═══ Data excerpts ═══
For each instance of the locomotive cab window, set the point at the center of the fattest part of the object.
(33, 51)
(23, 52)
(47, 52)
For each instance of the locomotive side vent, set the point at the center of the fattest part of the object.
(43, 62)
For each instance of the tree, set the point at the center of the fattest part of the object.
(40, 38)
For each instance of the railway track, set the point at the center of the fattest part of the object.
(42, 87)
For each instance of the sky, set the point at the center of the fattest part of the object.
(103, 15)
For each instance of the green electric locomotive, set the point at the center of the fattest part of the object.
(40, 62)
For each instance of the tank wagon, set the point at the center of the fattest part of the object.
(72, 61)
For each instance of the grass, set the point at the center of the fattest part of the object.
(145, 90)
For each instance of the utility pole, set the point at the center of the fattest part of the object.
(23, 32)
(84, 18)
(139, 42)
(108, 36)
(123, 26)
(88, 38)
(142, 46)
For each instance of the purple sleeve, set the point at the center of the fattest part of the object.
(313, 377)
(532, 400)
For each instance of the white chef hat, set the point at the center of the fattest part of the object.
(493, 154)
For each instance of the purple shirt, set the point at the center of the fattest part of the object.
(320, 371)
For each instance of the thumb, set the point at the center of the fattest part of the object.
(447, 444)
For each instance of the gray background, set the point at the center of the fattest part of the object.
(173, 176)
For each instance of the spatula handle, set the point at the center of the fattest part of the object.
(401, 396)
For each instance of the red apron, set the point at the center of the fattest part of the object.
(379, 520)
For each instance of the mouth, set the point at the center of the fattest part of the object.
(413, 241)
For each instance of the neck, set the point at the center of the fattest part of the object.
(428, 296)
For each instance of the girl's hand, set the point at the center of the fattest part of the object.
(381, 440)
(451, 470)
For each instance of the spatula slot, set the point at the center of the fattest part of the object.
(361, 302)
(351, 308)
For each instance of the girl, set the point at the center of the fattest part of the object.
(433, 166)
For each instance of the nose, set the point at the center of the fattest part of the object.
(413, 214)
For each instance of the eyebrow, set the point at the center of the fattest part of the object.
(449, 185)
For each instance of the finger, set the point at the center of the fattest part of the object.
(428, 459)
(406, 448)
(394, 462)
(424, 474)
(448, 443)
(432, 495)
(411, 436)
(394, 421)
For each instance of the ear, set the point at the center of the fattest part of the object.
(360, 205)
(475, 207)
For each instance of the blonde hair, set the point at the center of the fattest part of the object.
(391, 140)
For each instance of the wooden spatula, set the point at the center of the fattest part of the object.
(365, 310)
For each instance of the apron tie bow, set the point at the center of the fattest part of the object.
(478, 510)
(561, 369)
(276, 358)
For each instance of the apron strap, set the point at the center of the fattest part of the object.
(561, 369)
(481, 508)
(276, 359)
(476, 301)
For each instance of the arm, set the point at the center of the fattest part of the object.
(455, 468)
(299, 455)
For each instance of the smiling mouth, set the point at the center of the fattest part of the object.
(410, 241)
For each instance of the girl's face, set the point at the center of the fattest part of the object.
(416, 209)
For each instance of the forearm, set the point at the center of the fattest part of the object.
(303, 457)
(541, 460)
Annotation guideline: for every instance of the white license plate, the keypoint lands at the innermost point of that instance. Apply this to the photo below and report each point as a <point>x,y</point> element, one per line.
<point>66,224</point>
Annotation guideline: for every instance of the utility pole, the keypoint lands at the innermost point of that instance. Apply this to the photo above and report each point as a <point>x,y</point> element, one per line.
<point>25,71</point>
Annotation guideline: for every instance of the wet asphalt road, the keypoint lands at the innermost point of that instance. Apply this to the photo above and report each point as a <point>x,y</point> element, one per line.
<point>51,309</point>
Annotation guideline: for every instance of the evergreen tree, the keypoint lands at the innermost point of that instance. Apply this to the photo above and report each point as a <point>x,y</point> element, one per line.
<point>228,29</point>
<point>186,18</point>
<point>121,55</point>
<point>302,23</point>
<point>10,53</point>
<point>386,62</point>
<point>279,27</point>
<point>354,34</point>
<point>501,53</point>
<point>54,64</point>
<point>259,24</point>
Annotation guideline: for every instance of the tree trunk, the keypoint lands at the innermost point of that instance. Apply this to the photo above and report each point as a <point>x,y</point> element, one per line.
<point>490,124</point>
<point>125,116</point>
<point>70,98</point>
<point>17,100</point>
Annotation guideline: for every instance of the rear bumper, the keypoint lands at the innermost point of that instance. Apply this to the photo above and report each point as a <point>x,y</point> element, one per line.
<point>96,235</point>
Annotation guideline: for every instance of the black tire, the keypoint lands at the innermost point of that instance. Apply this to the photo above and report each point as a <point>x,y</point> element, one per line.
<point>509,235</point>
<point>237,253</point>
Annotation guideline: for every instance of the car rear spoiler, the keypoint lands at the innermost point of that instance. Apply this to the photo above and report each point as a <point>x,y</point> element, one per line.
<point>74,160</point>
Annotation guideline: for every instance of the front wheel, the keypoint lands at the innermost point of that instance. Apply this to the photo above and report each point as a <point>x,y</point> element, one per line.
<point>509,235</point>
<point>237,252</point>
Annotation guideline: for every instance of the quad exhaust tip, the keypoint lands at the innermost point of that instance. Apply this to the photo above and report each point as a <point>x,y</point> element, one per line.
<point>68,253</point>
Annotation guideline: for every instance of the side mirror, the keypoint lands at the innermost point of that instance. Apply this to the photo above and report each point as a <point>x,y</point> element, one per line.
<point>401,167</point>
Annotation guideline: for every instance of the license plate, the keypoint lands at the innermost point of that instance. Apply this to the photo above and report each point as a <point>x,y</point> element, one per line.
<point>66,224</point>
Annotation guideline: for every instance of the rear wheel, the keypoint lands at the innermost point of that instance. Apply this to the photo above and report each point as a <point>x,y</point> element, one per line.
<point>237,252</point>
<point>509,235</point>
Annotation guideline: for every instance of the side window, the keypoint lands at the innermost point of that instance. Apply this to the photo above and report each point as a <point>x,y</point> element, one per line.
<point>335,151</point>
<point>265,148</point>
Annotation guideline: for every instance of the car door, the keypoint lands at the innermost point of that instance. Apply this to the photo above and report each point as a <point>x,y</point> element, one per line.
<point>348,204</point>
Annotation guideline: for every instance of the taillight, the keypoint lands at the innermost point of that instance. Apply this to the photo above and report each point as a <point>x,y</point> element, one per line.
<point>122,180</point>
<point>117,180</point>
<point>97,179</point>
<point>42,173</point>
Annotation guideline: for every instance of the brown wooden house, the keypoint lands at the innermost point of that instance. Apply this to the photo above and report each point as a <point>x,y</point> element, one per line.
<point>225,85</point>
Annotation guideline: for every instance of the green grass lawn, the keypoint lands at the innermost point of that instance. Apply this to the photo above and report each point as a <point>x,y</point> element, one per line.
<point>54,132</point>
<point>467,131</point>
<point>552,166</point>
═══
- _Exercise instructions_: Please rewrite the rows from the line containing "Annotation guideline: for every instance of the taillight, the" through the last row, swapping "innermost" for "most central" and leaving everything else as it is. Give only those rows.

- _Solution to the exercise_:
Annotation guideline: for every instance of the taillight, the keypoint lands at the most central point of that instance. Apply this to the photo above and report each point as a <point>x,y</point> element, one per line.
<point>122,180</point>
<point>117,180</point>
<point>97,179</point>
<point>42,173</point>
Annotation guideline: for every instance of the brown wooden house, the keypoint lands at the most central point of that instance. Apply this to the photo above and report each point as a <point>x,y</point> element, one per line.
<point>225,85</point>
Annotation guideline: for every instance of the green grass lawn, the keypoint lands at the most central point of that instance. Apply this to the photo above and report each point as a <point>x,y</point> element, one per line.
<point>54,132</point>
<point>467,131</point>
<point>552,166</point>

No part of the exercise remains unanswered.